- _Problem to solve_:
Look below for the line with "door handle, which" and the line with "Look at the photo below. For each instance of the dirt"; repeat exactly those two lines and all lines between them, but no pictures.

- _Data in this exercise_:
= = =

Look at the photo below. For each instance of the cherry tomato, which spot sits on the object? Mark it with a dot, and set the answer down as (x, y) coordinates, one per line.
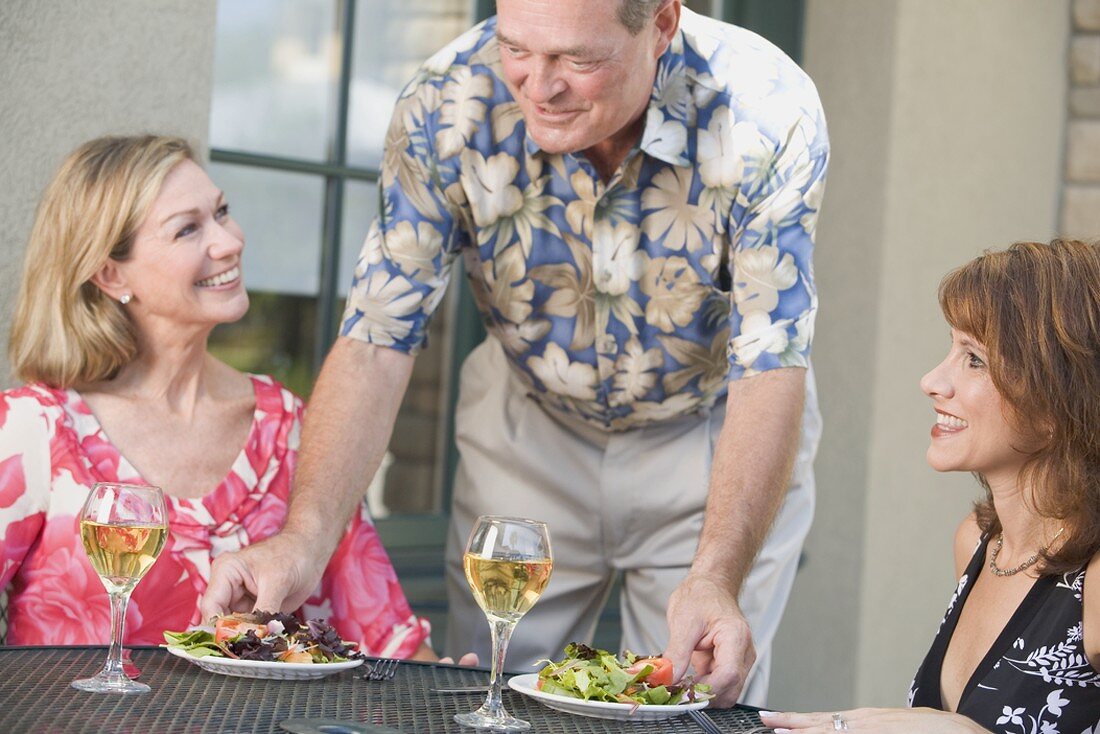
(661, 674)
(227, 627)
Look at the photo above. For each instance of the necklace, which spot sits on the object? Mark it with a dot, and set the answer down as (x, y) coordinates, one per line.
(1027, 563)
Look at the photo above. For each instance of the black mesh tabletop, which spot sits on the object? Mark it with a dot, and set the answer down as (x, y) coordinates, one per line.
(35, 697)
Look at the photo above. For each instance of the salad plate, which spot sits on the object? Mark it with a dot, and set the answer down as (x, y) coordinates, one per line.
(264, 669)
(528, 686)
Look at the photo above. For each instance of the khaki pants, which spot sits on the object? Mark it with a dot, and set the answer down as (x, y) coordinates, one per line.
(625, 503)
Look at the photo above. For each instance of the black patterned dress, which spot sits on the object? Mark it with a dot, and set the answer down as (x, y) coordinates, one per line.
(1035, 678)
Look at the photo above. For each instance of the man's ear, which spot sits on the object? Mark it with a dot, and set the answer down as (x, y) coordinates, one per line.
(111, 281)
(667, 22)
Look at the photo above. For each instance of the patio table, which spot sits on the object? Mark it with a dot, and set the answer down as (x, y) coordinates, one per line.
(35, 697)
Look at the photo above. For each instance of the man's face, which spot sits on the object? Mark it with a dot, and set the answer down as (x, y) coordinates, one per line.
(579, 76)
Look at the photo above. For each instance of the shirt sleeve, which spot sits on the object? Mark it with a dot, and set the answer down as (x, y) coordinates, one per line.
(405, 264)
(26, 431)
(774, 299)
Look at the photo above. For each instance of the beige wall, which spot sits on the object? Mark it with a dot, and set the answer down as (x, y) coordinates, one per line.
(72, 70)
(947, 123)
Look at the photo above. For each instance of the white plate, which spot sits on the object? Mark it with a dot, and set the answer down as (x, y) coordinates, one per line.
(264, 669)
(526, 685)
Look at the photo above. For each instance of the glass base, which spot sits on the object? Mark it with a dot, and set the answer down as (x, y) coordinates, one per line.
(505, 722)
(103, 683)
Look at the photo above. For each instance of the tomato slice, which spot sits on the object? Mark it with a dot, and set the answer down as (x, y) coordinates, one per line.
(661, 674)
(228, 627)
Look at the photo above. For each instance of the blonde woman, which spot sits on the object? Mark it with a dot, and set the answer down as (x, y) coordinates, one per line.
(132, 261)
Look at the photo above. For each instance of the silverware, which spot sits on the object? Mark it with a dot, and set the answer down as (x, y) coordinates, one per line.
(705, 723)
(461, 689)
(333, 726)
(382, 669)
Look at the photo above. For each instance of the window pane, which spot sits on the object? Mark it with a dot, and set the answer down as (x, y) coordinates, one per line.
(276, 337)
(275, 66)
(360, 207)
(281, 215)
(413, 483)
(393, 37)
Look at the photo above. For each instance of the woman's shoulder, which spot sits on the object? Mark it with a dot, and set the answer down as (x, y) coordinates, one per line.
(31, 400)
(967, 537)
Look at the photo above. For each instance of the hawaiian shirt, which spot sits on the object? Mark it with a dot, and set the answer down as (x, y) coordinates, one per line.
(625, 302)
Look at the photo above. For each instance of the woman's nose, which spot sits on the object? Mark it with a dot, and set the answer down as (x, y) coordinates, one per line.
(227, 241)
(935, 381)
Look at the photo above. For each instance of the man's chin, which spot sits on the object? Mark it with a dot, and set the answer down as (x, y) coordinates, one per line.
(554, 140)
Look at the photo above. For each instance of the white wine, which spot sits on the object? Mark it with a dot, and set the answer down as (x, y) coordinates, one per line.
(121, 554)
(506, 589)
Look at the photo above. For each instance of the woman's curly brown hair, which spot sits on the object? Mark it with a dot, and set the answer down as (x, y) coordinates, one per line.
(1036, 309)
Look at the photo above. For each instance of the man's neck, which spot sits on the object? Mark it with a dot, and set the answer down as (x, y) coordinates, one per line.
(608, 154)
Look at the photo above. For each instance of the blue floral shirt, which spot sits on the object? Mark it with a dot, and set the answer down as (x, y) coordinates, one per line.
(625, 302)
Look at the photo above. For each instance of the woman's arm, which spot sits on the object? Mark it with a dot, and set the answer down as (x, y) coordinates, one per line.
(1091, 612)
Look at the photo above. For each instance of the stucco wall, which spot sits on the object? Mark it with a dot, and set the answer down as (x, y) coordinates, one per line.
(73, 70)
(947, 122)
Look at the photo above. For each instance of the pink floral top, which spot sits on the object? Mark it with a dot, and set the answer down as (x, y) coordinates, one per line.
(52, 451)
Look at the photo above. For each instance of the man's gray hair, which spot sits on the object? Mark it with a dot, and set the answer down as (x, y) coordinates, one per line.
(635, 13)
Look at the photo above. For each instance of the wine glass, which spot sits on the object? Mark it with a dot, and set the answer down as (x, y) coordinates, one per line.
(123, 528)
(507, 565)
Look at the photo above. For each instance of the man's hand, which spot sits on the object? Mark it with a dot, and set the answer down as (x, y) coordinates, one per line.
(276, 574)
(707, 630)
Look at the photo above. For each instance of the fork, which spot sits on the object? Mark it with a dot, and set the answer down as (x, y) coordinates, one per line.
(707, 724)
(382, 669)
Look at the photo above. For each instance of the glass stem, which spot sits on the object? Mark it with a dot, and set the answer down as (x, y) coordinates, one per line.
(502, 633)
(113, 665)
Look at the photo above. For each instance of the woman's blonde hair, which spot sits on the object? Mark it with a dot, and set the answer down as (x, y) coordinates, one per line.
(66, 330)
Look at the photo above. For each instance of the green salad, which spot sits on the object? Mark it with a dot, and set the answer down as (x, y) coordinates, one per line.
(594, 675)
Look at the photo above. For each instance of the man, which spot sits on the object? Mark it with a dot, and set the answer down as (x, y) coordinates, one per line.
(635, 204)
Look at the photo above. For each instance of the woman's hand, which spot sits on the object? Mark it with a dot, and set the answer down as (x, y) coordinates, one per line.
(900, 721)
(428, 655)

= = =

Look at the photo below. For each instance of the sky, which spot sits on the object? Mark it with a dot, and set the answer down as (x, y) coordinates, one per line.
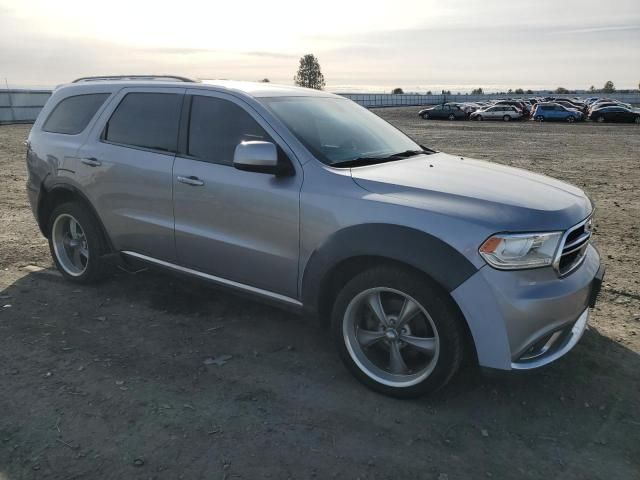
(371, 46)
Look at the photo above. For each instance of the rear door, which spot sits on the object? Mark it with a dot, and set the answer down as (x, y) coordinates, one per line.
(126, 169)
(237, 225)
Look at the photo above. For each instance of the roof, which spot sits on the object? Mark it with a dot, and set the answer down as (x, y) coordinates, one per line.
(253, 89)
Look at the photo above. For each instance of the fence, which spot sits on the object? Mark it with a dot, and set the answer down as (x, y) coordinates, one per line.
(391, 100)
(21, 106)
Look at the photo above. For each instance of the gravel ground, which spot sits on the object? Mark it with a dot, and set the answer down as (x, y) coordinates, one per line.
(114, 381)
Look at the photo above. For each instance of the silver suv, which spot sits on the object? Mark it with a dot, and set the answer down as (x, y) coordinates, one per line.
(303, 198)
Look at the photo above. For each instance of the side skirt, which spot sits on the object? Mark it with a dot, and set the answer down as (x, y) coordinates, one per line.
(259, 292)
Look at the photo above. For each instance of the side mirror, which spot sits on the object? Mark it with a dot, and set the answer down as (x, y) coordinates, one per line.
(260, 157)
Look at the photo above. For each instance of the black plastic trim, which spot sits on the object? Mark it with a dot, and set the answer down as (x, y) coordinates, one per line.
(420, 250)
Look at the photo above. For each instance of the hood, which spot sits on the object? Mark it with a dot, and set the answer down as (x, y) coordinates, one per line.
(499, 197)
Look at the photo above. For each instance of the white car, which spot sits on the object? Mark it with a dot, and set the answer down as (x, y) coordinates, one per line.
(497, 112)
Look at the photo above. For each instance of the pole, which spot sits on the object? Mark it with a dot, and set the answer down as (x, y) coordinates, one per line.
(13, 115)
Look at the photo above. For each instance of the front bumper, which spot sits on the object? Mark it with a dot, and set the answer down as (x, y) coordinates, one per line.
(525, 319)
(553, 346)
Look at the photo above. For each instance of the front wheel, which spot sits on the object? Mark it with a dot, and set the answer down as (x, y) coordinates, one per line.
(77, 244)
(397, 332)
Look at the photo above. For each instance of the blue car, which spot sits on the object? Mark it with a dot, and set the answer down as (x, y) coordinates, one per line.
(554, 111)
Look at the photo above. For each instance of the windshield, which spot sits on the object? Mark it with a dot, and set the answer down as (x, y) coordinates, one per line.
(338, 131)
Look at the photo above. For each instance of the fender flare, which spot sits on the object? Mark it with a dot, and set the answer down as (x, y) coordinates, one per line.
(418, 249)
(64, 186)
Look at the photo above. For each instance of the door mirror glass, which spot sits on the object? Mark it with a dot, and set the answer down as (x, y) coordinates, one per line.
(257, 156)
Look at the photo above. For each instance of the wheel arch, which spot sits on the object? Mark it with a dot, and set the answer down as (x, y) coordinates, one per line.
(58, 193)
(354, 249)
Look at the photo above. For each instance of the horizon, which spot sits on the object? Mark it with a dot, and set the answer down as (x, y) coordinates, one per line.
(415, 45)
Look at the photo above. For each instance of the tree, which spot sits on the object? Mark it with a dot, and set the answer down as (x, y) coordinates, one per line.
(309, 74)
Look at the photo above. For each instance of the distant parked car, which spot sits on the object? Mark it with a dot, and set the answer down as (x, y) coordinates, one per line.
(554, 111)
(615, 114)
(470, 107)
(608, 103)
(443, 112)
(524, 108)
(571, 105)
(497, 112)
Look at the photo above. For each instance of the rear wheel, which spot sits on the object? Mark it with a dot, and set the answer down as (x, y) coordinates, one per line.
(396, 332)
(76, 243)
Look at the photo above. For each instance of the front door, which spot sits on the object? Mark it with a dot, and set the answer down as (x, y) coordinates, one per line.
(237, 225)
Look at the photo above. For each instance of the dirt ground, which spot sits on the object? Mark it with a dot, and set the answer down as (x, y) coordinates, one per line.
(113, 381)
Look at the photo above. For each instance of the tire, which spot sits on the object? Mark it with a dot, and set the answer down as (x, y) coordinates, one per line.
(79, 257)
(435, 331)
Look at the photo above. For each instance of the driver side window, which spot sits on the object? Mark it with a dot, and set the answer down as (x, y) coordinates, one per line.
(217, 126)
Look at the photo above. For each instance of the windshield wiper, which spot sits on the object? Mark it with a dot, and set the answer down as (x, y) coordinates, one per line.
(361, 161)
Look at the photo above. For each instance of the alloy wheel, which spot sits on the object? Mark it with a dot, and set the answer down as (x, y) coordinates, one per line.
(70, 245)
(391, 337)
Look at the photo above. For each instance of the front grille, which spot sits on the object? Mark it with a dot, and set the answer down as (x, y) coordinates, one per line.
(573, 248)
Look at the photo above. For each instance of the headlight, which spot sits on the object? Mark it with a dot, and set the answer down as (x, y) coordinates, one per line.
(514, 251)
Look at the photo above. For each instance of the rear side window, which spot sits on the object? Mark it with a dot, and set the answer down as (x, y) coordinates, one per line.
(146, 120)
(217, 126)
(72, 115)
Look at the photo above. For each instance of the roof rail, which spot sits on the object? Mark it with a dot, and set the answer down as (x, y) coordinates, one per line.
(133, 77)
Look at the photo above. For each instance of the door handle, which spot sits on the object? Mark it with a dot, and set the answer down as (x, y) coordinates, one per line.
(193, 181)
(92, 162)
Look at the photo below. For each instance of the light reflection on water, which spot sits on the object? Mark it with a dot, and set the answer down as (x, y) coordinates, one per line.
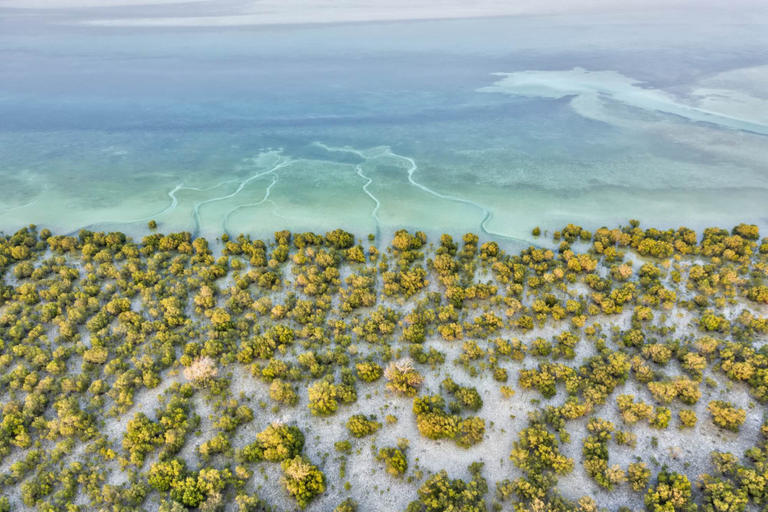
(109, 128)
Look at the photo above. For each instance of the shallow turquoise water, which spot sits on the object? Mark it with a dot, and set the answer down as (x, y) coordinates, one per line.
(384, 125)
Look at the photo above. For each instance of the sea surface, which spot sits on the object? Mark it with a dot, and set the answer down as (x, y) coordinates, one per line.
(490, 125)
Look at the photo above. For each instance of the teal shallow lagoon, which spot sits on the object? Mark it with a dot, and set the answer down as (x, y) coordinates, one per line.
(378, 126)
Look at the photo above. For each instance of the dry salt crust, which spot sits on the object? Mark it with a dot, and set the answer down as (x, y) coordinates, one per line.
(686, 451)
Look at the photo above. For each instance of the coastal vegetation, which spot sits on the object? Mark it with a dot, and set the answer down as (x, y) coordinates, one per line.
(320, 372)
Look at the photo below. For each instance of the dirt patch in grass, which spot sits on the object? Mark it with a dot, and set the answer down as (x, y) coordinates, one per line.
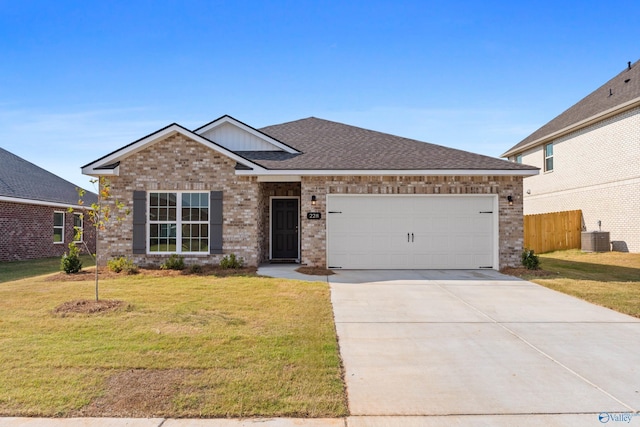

= = =

- _Result below_:
Look at the photo above. For each instance of the door handle, which spot sits on the object? Mark it with a dot, and set the answer down as (x, y) coordinates, one per line.
(193, 181)
(92, 162)
Look at the photo below. For each instance of the light reflection on water, which spot sits on the object? Mark it with a dot, and set the answer down as (x, y) coordinates, one per line.
(109, 128)
Look at the photo above. For each instance of the shallow turquoise water, which spot sits on the object? Mark it with a dot, and set the answer down as (x, y) coordinates, one per line.
(384, 125)
Look at the photo above. For each instance of the sea surface, which spot sits on the object? Mark it with a dot, and set the answer down as (x, y) coordinates, one per line.
(490, 125)
Look at the photo above. For each instance of the teal shallow lagoon, which spot sits on the object? Mark it with a dot, and set the answer down as (x, y) coordinates, one per line.
(378, 126)
Look at the photo above. For each instance of the dry salt crust, which spot sits on the object? Mark it with a dot, and set the answer down as (x, y) coordinates, one per line.
(686, 451)
Look at the photo above. For each instance of the coastal vegetation, which spot sits on the object? Mark it with a dot, and set the answer down as (x, y) coordinates, one per line.
(320, 372)
Look at the photo below. For each instance of the dirt patch in grass, which spot sits on the object? Mark it with a dot, and set the answer down as (x, y) coordinates, one per line.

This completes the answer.